*YOUR OBJECTIVE*
Output all of the data below exactly as given.

***** SOURCE DATA

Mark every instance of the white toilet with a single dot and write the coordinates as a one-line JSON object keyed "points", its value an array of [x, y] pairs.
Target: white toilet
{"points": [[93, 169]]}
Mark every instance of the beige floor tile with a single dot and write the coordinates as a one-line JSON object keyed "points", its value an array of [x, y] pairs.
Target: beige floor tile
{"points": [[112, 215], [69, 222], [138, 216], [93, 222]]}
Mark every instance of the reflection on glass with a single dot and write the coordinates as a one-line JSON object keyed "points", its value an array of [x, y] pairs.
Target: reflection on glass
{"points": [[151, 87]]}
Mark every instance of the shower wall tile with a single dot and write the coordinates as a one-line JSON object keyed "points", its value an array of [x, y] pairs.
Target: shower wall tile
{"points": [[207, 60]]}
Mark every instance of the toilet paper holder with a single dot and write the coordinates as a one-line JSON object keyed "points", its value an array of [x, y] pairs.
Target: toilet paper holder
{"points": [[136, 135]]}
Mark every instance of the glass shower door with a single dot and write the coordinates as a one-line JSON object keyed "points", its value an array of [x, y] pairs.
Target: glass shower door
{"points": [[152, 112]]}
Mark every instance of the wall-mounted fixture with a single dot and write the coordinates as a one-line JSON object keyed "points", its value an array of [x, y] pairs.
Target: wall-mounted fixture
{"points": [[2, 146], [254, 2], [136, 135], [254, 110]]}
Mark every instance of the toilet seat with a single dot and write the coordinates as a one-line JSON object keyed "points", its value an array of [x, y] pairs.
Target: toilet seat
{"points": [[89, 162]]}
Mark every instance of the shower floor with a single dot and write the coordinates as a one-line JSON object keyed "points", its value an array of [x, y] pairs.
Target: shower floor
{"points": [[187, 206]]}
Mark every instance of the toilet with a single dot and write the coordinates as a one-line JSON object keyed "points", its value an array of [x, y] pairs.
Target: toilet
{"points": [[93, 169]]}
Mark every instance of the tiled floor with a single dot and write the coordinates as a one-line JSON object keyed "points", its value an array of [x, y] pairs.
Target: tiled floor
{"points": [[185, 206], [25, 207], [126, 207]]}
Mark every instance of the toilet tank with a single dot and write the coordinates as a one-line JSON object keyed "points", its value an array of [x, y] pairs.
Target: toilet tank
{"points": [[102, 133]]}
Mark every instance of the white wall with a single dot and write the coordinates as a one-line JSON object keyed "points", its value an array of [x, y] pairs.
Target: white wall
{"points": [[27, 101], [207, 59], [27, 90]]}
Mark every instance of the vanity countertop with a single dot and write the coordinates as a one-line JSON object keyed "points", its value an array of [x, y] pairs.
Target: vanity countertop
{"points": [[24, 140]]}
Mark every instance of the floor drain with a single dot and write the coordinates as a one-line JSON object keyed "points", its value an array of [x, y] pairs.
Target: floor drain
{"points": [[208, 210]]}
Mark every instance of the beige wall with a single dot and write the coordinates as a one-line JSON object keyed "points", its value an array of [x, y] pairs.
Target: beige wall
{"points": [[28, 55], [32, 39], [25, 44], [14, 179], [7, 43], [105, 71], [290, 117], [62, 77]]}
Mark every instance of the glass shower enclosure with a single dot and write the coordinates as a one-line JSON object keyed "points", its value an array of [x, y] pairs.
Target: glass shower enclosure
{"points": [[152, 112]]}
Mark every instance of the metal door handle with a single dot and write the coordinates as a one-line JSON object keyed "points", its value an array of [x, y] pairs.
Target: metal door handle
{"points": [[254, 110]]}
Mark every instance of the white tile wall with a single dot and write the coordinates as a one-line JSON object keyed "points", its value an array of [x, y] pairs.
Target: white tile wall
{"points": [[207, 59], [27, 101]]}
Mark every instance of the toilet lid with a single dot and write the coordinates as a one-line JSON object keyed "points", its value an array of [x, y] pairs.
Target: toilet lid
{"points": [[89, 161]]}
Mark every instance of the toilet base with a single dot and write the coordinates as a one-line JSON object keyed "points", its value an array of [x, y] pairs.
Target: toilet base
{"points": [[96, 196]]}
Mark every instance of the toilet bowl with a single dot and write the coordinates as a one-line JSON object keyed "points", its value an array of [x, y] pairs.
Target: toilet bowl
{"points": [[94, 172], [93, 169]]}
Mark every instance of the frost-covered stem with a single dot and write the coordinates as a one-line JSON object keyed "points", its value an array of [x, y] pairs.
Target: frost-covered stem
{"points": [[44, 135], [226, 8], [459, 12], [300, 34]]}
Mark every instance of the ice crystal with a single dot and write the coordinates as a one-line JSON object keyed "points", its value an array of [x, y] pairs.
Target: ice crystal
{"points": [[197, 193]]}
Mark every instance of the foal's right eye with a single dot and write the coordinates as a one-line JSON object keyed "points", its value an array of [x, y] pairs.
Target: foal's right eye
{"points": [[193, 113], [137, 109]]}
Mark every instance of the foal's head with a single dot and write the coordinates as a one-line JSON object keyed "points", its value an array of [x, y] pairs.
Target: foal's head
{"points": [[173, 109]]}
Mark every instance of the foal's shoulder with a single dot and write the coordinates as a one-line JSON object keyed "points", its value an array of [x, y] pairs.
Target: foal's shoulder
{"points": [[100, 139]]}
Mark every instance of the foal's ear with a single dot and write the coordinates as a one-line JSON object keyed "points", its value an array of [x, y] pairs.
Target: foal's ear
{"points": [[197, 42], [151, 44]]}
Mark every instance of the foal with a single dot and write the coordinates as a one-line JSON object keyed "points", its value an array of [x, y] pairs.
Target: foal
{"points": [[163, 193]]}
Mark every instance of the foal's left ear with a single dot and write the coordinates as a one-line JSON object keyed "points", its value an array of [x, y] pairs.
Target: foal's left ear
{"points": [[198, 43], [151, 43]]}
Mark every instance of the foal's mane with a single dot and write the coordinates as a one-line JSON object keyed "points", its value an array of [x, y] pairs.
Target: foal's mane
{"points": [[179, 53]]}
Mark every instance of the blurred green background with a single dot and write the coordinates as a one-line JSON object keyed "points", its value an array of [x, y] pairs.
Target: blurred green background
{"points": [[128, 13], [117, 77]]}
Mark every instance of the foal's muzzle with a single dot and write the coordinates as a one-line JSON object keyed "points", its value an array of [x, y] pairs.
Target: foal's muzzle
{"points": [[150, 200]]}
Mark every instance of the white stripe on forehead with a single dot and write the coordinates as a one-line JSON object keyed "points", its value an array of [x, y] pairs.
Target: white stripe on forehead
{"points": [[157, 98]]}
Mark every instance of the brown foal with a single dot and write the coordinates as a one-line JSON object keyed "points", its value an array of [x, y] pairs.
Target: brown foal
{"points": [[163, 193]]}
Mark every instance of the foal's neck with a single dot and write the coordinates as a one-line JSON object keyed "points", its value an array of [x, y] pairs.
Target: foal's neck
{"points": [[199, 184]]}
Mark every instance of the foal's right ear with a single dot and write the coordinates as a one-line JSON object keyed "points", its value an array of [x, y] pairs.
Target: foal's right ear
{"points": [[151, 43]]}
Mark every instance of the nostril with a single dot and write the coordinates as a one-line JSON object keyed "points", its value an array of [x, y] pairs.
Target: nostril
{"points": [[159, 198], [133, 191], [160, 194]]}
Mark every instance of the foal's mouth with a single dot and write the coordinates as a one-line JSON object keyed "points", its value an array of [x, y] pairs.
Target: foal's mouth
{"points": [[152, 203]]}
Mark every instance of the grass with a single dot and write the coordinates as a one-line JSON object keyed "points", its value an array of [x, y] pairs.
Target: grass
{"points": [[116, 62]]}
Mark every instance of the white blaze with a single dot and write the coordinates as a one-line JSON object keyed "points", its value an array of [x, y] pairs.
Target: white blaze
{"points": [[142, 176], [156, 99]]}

**********

*RESULT OF THIS TASK*
Mark every instance of the white toilet with a single dot and write the coordinates as a one-line JSON object keyed "points", its value an array of [x, y] pairs.
Target: white toilet
{"points": [[93, 169]]}
Mark every instance of the beige floor tile with a single dot and write the coordinates as a one-line JSON object keyed "points", its value an array of [x, y] pairs.
Target: beige floor tile
{"points": [[112, 215], [69, 222], [138, 216], [93, 222]]}
Mark every instance of the reflection on glass with a single dot and write the coordinates as a one-line JSON object keyed "points", its value an array of [x, y] pairs.
Target: reflection on glass
{"points": [[151, 87]]}
Mark every instance of the shower wall tile with a single dot and write the coordinates as a one-line JSON object keyed "points", its value an array of [x, y] pairs.
Target: shower wall tile
{"points": [[207, 60]]}
Mark every instance of the toilet paper holder with a single dot and write the coordinates as a one-line JSON object keyed "points", its value an array of [x, y] pairs.
Target: toilet paper holder
{"points": [[136, 135]]}
Mark every instance of the glass shower door with a single dot and write the coordinates as a one-line JSON object keyed "points", its value an array of [x, y] pairs.
Target: glass shower door
{"points": [[152, 112]]}
Mark every instance of the wall-mounted fixture with a single dot and write the coordinates as a one-line JSON object keyed "points", its value an array of [x, y] pairs.
Target: wall-mounted fixture
{"points": [[2, 146], [254, 2], [136, 135], [254, 110]]}
Mark every instance of the toilet seat with a single dot and write the coordinates as a one-line JSON object keyed "points", its value an array of [x, y] pairs.
Target: toilet seat
{"points": [[89, 162]]}
Mark every instance of the shower floor with a single dot and write the coordinates as a one-line JSON object keyed "points", its value an array of [x, y] pairs.
Target: shower floor
{"points": [[187, 206]]}
Mark every instance of the toilet with a single dot and write the coordinates as a one-line JSON object keyed "points", its value an array of [x, y] pairs.
Target: toilet
{"points": [[93, 169]]}
Mark every instance of the tiled floor with a single dot and write the coordinates as a one-line JSON object keyed "points", its value an array of [x, y] pairs.
Target: tiled floor
{"points": [[185, 206], [25, 207], [126, 207]]}
Mark every instance of the toilet tank with a single dot and write the coordinates as a one-line JSON object keyed "points", its value an array of [x, y] pairs.
Target: toilet tank
{"points": [[102, 133]]}
Mark every instance of the white wall with a single dot and write the coordinates as a one-line JSON object keyed "points", its value an array of [x, y] pairs.
Target: white wall
{"points": [[27, 101], [207, 59], [27, 90]]}
Mark every instance of the vanity countertop with a single dot and write the coordinates as a one-line JSON object keyed "points", its value an array of [x, y] pairs.
Target: vanity countertop
{"points": [[24, 140]]}
Mark every instance of the floor drain with a single dot and write the coordinates as a one-line JSON object keyed "points", its value an array of [x, y] pairs.
Target: floor drain
{"points": [[208, 210]]}
Mark every instance of the beige wall with a single dot and write the coordinates as a one-line JSON object keyed "points", its value an array of [x, y] pairs.
Target: beige wall
{"points": [[28, 55], [32, 39], [25, 44], [14, 179], [7, 43], [105, 71], [290, 117], [62, 77]]}
Mark every instance of the glass shower enclosure with a single dot and write the coordinates as a one-line JSON object keyed "points", its value an array of [x, y] pairs.
Target: glass shower enclosure
{"points": [[152, 112]]}
Mark every instance of the metal door handle with a single dot and write the coordinates as a one-line JSON object keyed "points", its value an array of [x, y] pairs.
Target: metal door handle
{"points": [[254, 110]]}
Mark every instance of the white tile wall with a single dot and write the coordinates as a one-line JSON object keyed "points", its value an array of [x, y] pairs.
Target: white tile wall
{"points": [[207, 59], [27, 101]]}
Mark every instance of the toilet lid with a single dot and write the coordinates as a one-line JSON object keyed "points", its value an array of [x, y] pairs.
Target: toilet lid
{"points": [[89, 161]]}
Mark every instance of the toilet base with a single dot and write the coordinates as a one-line JSON object keyed "points", its value an array of [x, y] pairs.
Target: toilet base
{"points": [[96, 196]]}
Mark every instance of the toilet bowl with a single dot and write the coordinates as a one-line JSON object keyed "points", its value an array of [x, y] pairs.
Target: toilet bowl
{"points": [[94, 172], [93, 169]]}
Mark every instance of the frost-covered stem with a single dot and write the coordinates as a one-line JSON object keyed "points", its value an array of [x, y] pairs.
Target: frost-covered stem
{"points": [[44, 135], [226, 8], [459, 12], [300, 34]]}
Mark every instance of the ice crystal with a single dot and write the coordinates as a one-line JSON object keyed "points", its value an array of [x, y] pairs.
Target: ice crystal
{"points": [[197, 193]]}
Mark every instance of the foal's right eye with a single dot and write the coordinates as a one-line JSON object keyed "points", its value an array of [x, y] pairs.
Target: foal's right eye
{"points": [[193, 113], [137, 109]]}
Mark every instance of the foal's head with a single dot and write the coordinates as a one-line JSON object keyed "points", its value an array of [x, y] pairs.
Target: foal's head
{"points": [[173, 109]]}
Mark every instance of the foal's shoulder with a single dot and write the coordinates as a one-line JSON object keyed "points", its value an array of [x, y] pairs.
Target: foal's shoulder
{"points": [[100, 139]]}
Mark every instance of the foal's ear with a single dot and write the coordinates as a one-line JSON object keyed "points", its value an array of [x, y] pairs.
Target: foal's ear
{"points": [[197, 42], [151, 44]]}
Mark every instance of the foal with a single dot and write the coordinates as a one-line JSON object keyed "points", its value an array of [x, y] pairs.
Target: foal
{"points": [[163, 193]]}
Mark every instance of the foal's left ear with a single dot and write the coordinates as a one-line JSON object keyed "points", its value an array of [x, y] pairs.
Target: foal's left ear
{"points": [[198, 43], [151, 43]]}
Mark every instance of the foal's mane with a single dot and write the coordinates as a one-line JSON object keyed "points", its value an array of [x, y] pairs.
Target: foal's mane
{"points": [[179, 53]]}
Mark every instance of the blurred green background with a single dot and write the coordinates as a one-line JSON object keyed "points", its value an array of [x, y] pairs.
Target: blurred green background
{"points": [[128, 13], [117, 77]]}
Mark every instance of the foal's muzzle with a single dot and write the coordinates as a one-line JSON object keyed "points", its value an array of [x, y] pairs.
Target: foal's muzzle
{"points": [[150, 200]]}
Mark every instance of the white stripe on forehead with a single dot and write the coordinates as a one-line JSON object keyed "points", its value an array of [x, y] pairs.
Target: white stripe on forehead
{"points": [[157, 98]]}
Mark every instance of the brown foal with a single dot and write the coordinates as a one-line JSON object keyed "points", its value an array of [x, y] pairs.
Target: brown foal
{"points": [[163, 193]]}
Mark every instance of the foal's neck with a single dot and write the coordinates as a one-line JSON object keyed "points", its value an array of [x, y] pairs.
Target: foal's neck
{"points": [[199, 184]]}
Mark every instance of the foal's right ear with a single dot and write the coordinates as a one-line JSON object keyed "points", its value an array of [x, y] pairs.
Target: foal's right ear
{"points": [[151, 43]]}
Mark every instance of the nostril with a single dot and write the coordinates as a one-line JSON object keyed "points", its value an array of [x, y] pairs.
Target: nostril
{"points": [[159, 198], [133, 191], [160, 194]]}
Mark every instance of the foal's mouth with a single dot and write the coordinates as a one-line JSON object keyed "points", its value an array of [x, y] pairs.
Target: foal's mouth
{"points": [[152, 203]]}
Mark every instance of the grass with a single dot and write the coordinates as a one-line JSON object keyed "points", its value an array of [x, y] pairs.
Target: grass
{"points": [[116, 62]]}
Mark every instance of the white blaze with a single dot and write the coordinates as a one-line JSON object keyed "points", its value an array of [x, y] pairs.
Target: white blaze
{"points": [[142, 176], [156, 99]]}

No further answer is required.